The Right to Abortion in Chile Isn’t Forged in Stone
By Paulina Ibarra (El Mostrador)
HAVANA TIMES – September 23, 2017 is a historic date for women’s rights in Chile. That’s the date that the Law entered into effect, establishing the right to interrupt a pregnancy for three possible reasons: 1 – The pregnancy risks the mother’s life; 2- The pregnancy was the result of rape or incest; or 3- The fetus has malformations that make its survival inviable. That law put an end to nearly three decades of blanket prohibition. Although therapeutic abortions had existed in Chile since 1931, that right was arbitrarily eliminated in 1989, during the final days of the civil-military dictatorship. Hence, the advance represented by the new law was a great triumph for feminist movements.
However, I must point out that before this law was proclaimed, thousands of women went out onto the streets to protest and demand more rights. There were successions of public marches and demonstrations. Other marches were held to celebrate when our National Congress approved the law, and the public celebrations were no less numerous when the Constitutional Ruling was announced, giving the green light to the enactment and application of the new norms in our country.
The latest triumph in this constant struggle the pro women’s rights groups have waged came a few weeks ago, when the full session of the Constitutional Convention, – charged with drafting our new Constitution – established the right to abortion, this time without medical cause, subject only to the procedural norms that a special law will establish. If this Constitutional text is approved, after a time there’ll be no restrictions on exercising that right, except the woman’s own will to interrupt the pregnancy.

Dataset excerpts:
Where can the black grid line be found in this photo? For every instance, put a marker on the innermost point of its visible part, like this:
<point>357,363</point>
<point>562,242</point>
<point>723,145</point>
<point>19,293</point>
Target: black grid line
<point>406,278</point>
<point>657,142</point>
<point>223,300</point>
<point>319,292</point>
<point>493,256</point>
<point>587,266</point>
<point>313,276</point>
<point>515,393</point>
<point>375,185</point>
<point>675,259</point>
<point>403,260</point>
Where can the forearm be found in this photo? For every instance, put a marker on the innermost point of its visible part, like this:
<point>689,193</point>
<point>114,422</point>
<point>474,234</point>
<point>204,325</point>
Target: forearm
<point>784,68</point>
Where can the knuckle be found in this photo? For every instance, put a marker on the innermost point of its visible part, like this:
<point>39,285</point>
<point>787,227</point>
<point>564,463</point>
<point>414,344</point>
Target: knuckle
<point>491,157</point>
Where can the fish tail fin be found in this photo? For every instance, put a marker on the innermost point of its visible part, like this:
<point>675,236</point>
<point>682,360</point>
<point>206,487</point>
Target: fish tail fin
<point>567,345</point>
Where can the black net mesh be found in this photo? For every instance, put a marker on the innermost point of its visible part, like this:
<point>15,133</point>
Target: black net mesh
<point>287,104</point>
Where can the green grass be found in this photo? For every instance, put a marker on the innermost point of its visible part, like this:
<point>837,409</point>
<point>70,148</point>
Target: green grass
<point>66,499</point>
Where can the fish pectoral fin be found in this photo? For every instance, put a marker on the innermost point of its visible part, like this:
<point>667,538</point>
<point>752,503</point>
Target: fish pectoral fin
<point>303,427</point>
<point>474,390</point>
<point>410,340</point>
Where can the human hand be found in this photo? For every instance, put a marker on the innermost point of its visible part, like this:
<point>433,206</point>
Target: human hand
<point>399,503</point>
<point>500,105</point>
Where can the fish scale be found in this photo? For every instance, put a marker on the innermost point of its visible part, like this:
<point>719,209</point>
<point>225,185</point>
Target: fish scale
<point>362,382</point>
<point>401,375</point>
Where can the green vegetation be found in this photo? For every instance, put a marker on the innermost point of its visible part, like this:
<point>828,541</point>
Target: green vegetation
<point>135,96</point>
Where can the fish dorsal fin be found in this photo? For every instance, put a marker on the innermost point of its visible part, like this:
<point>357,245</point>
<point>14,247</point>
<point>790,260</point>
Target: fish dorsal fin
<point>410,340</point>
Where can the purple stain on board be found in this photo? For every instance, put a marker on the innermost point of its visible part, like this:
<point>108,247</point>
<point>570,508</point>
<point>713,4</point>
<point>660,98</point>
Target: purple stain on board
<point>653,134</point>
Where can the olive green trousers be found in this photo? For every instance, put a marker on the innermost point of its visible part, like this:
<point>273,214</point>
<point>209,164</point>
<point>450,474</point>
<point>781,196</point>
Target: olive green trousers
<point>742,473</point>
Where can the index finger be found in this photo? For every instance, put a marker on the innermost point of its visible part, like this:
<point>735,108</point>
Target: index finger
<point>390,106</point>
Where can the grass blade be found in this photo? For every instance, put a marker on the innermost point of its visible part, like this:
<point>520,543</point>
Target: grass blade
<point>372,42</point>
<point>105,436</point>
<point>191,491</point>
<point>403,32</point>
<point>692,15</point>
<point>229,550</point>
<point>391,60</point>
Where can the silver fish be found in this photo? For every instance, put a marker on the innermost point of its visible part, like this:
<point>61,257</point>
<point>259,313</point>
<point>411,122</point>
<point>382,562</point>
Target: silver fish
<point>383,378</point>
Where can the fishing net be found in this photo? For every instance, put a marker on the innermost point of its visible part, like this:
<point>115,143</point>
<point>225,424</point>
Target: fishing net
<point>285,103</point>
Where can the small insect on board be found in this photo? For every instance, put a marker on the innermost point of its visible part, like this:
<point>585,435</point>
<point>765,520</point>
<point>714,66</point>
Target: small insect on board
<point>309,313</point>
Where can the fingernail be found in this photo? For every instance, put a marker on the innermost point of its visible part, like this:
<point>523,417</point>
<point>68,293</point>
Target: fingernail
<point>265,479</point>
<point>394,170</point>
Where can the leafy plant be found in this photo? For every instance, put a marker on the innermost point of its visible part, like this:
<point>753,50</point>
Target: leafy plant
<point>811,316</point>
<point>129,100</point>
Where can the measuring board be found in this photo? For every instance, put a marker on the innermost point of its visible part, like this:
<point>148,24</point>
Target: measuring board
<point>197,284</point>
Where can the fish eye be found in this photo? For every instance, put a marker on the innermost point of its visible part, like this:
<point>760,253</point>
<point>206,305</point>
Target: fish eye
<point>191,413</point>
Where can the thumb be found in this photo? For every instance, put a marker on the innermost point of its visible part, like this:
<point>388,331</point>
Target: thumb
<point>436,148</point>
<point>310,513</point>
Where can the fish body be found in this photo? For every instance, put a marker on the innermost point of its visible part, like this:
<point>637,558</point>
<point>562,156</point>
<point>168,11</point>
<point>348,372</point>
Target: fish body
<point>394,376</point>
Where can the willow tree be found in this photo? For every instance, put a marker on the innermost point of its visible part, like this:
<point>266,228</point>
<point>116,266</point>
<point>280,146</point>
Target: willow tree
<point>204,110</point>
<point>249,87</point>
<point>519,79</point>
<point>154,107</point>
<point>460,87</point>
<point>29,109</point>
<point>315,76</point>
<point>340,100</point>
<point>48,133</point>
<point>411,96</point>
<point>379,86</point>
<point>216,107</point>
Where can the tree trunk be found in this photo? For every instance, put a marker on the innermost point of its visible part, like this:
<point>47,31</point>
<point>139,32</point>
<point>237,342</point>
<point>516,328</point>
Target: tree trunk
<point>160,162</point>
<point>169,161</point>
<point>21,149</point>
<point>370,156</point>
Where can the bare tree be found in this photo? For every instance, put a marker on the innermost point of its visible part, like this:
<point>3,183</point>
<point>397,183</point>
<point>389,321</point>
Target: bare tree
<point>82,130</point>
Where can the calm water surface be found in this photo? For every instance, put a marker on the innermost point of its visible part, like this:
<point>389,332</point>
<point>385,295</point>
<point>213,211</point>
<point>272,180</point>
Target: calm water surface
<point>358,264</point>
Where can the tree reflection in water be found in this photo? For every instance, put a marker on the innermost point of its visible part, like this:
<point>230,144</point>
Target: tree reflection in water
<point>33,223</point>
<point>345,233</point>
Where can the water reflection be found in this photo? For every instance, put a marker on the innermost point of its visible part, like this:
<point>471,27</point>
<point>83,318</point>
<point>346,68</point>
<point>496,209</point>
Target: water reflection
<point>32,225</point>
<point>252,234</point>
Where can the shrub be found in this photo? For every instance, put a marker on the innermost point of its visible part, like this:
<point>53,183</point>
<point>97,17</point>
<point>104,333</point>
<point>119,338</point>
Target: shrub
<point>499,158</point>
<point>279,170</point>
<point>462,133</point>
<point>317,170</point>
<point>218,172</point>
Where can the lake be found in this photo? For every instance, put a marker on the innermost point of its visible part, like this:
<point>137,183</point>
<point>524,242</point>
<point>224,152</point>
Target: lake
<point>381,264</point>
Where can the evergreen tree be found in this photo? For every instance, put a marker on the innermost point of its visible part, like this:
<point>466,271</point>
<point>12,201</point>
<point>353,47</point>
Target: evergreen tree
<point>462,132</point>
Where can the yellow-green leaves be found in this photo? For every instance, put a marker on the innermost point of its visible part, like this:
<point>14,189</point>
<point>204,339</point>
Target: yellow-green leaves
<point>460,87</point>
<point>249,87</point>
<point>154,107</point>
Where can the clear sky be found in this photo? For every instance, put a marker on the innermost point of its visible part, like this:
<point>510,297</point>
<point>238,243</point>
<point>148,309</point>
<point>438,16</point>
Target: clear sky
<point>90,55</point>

#### Problem details
Answer these questions from the article on abortion rights in Chile:
(a) On what date did the law allowing abortion on three grounds enter into effect?
(b) In what year was the right to therapeutic abortion eliminated?
(c) What body established the right to abortion without medical cause?

#### Task output
(a) September 23, 2017
(b) 1989
(c) The full session of the Constitutional Convention